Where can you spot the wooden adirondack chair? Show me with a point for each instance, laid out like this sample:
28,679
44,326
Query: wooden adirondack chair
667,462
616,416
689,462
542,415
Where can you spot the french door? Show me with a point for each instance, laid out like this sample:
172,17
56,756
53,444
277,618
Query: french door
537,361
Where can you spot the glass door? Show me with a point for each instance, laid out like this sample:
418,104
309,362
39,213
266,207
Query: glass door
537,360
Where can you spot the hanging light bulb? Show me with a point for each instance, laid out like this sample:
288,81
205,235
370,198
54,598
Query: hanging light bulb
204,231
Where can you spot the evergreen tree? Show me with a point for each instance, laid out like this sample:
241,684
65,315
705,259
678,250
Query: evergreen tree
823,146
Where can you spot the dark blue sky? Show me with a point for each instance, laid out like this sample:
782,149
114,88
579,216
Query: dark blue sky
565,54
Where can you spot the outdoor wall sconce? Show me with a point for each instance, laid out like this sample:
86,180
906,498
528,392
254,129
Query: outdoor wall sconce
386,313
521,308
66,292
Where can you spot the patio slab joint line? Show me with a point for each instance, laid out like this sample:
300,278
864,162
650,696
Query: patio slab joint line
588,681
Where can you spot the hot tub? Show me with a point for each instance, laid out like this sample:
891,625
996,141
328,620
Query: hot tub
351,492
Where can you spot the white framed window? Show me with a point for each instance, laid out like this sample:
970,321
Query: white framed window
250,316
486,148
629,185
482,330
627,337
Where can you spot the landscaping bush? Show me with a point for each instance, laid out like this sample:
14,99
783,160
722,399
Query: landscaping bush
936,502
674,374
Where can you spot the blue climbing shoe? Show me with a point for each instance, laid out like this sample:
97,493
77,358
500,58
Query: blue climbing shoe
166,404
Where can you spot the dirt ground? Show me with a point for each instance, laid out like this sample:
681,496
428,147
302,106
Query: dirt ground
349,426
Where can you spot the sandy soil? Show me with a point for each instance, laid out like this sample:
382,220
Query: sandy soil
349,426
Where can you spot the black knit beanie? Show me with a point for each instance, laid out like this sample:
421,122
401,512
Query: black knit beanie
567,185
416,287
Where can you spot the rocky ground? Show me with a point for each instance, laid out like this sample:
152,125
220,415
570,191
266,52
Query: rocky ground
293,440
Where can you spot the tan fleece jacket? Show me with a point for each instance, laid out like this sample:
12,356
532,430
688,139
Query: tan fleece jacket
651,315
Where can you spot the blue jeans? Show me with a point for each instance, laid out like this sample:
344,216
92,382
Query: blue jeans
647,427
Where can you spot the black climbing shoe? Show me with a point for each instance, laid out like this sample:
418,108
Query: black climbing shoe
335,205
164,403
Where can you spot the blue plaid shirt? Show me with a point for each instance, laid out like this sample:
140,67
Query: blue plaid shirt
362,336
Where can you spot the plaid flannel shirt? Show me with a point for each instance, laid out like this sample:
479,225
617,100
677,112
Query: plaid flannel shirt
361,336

[Task statement]:
Reproduce each of the entries exactly, omitting none.

[Written response]:
Where can you spot the wooden adirondack chair? Show me with a point for each instance, laid out like this sample:
28,679
44,326
Query: wooden adirondack chair
667,462
616,416
689,462
542,415
Where can you spot the french door? Show me with a point for each instance, laid out like this sample:
172,17
56,756
53,444
277,618
Query: french door
537,361
Where can you spot the glass door? Show me with a point for each instance, laid out like this sample:
418,104
309,362
39,213
266,207
Query: glass door
537,360
Where can you spot the hanging light bulb? Show me with a point for each instance, laid out like this sample:
288,81
205,235
370,198
54,598
Query: hanging light bulb
204,231
Where can you spot the evergreen tree? Show me with a point for each instance, laid out like this sample:
241,684
65,315
705,259
678,250
Query: evergreen tree
823,146
Where can you spot the dark blue sky? Show me with a point for each instance, laid out like this sample:
782,149
114,88
579,216
Query: dark blue sky
565,54
Where can you spot the outdoor wall sconce? Show me with a point for each instance, laid out like this sample:
86,180
906,498
528,392
254,129
Query: outdoor wall sconce
386,313
521,308
66,292
Where can you spot the patio slab joint line? Show me with a point for each instance, laid out like this sample:
300,278
864,162
650,696
Query: patio slab joint line
588,681
Where can you spot the hot tub? Show me with a point for each instance, laid out like this sample:
891,625
996,141
328,620
Query: hot tub
351,492
Where can you spot the white framed window? Show me with a point for each instance, laid out like this sample:
970,321
Query: white framed window
250,316
486,148
629,185
482,330
627,337
Where can you spot the landscaping bush? Show me with a point for each instance, laid out like this sample:
14,99
783,160
722,399
Query: landscaping bush
936,502
674,374
Where can you spot the blue climbing shoe? Show me with a point for each instance, laid out like this sample:
97,493
77,358
500,58
Query: blue climbing shoe
166,404
Where can you spot the dirt ground? Show me with a point for each instance, laid out like this sample:
681,496
428,147
302,106
Query: dirt ground
349,426
Where can you spot the sandy soil? Show me with a point for each instance, laid out like this sample:
382,220
Query: sandy soil
349,426
Where can you spot the black knit beanie? Show me with a point for each instance, laid out like this sample:
421,122
401,512
Query: black knit beanie
567,185
416,287
Where can you spot the rocky ground? Show me with a point for each instance, laid out like this sample:
152,125
220,415
570,191
266,52
Query: rocky ground
293,440
Where can you spot the tan fleece jacket? Show me with a point for each instance, laid out like this sample:
12,356
532,430
688,139
Query: tan fleece jacket
651,315
Where can you spot the blue jeans? Show me with a point for each instance, laid out like this sample:
344,216
92,382
Query: blue jeans
647,427
Where can you spot the black climbing shoe? Show me with a point for each instance, laid out like this sample:
418,108
Query: black climbing shoe
335,205
164,403
Where can you spot the blue plaid shirt? Show me with a point for each instance, laid out like this sample:
140,67
Query: blue plaid shirt
362,336
Where can you spot the plaid flannel shirt? Show me with a point for each instance, laid out like this sample:
479,225
617,100
677,112
Query: plaid flannel shirt
361,336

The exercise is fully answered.